-- Extracted material follows --

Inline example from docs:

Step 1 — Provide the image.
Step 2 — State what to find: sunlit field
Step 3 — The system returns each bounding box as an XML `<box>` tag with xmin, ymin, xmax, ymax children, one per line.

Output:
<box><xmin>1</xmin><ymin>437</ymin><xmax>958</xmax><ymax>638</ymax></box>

-- Extracted material concluded --

▸ **What you should do**
For each line above that includes "Step", copy the line.

▸ **Solution for this task**
Step 1 — Provide the image.
Step 2 — State what to find: sunlit field
Step 3 — The system returns each bounding box as an XML `<box>` tag with xmin, ymin, xmax, ymax children, one per line.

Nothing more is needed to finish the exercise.